● What needs to be done: Send back the entries below exactly as they appear.

● Data for this task:
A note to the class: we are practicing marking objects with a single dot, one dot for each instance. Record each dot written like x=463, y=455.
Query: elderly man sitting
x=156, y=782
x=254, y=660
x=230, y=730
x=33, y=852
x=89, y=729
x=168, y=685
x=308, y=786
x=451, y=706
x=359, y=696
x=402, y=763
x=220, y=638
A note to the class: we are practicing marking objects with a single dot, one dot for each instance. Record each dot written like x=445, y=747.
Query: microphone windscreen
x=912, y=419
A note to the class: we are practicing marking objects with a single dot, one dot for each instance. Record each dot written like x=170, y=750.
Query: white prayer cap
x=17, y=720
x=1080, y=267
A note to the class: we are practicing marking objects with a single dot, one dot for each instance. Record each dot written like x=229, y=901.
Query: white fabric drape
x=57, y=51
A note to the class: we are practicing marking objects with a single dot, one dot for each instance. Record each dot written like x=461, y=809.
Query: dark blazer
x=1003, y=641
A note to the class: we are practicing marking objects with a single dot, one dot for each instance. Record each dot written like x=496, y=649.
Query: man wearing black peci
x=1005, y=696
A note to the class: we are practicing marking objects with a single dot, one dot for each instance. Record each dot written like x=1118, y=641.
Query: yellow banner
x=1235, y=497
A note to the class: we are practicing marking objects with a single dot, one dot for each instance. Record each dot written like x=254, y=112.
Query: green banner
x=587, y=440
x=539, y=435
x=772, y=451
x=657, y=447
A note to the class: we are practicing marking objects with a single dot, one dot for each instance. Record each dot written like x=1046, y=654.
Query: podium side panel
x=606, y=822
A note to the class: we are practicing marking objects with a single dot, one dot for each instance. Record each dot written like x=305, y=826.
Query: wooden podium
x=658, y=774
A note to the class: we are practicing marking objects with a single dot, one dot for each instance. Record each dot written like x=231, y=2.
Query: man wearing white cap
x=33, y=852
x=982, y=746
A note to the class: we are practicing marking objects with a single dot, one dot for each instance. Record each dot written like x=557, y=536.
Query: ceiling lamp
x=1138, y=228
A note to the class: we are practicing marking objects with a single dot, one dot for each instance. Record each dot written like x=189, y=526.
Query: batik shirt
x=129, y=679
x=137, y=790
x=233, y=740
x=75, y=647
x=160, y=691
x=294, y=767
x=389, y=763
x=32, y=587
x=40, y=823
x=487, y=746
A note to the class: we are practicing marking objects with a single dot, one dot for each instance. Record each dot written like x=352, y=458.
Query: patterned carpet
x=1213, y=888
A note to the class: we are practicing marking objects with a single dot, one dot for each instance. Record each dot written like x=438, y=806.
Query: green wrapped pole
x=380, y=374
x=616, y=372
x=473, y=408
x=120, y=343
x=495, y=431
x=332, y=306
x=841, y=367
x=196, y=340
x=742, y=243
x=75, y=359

● Answer to the task:
A note to the class: we are practicing marking objects with a single dot, one dot for each instance. Record each dot written like x=463, y=455.
Query: elderly man sitting
x=156, y=782
x=254, y=660
x=230, y=730
x=33, y=852
x=89, y=729
x=168, y=685
x=308, y=786
x=451, y=706
x=359, y=696
x=402, y=763
x=220, y=638
A note to the class: we are practicing marking objects with a single dot, one dot for each instance. Record each dot written like x=445, y=747.
Query: microphone windscreen
x=912, y=419
A note to the class: we are practicing marking objects with a single dot, one dot for each instance. Record each dot written like x=170, y=750.
Query: white prayer cap
x=17, y=720
x=1080, y=267
A note to the class: we are practicing marking objects with a single dot, one dot for each instance. Record each dot written like x=229, y=901.
Query: white fabric drape
x=57, y=51
A note to the class: we are practicing marking objects with a single dot, one dot for each instance. Record each dot written like x=461, y=809.
Query: dark blazer
x=1003, y=641
A note to the class: we are practicing marking objects with a single dot, one dot for each instance. Record each dot written like x=496, y=649.
Query: man wearing black peci
x=1005, y=696
A note to the class: we are practicing marking objects with a single dot, one dot for each instance. Record each dot written like x=1118, y=641.
Query: yellow banner
x=1235, y=497
A note to the class: we are practicing marking objects with a single dot, one dot for each instance. Record each dot written like x=254, y=112.
Query: green banner
x=587, y=440
x=539, y=435
x=772, y=451
x=657, y=447
A note to the class: we are practicing marking objects with a single dot, one dot for each instance. Record each dot written like x=1046, y=654.
Query: podium side panel
x=606, y=822
A note to the class: we are practicing marking objects with a single dot, one dot for each instance. Record each dot written like x=305, y=826.
Query: wooden podium
x=658, y=774
A note to the class: we are practicing marking objects with a single dot, one dot for each instance. Record each dot written like x=231, y=2.
Query: man wearing white cap
x=33, y=852
x=982, y=746
A note to the class: we are practicing marking objects with a single dot, one dot for each instance. Record each dot written like x=557, y=536.
Query: ceiling lamp
x=1138, y=228
A note to the class: we are practicing marking objects with a single dot, one dot for each instance. Record each dot written like x=189, y=526.
Query: batik shirt
x=129, y=679
x=137, y=790
x=233, y=740
x=75, y=647
x=160, y=691
x=294, y=767
x=389, y=763
x=32, y=587
x=40, y=823
x=487, y=746
A note to the class: we are practicing marking objects with a single dot, one dot for each instance. Record each dot written like x=352, y=458.
Query: patterned carpet
x=1213, y=888
A note to the class: we are practicing marking objects with a single dot, one dot for each instance. Record each dot written like x=438, y=806.
Query: green wrapped pole
x=380, y=374
x=616, y=372
x=473, y=408
x=120, y=343
x=495, y=431
x=332, y=306
x=841, y=367
x=196, y=340
x=742, y=243
x=75, y=359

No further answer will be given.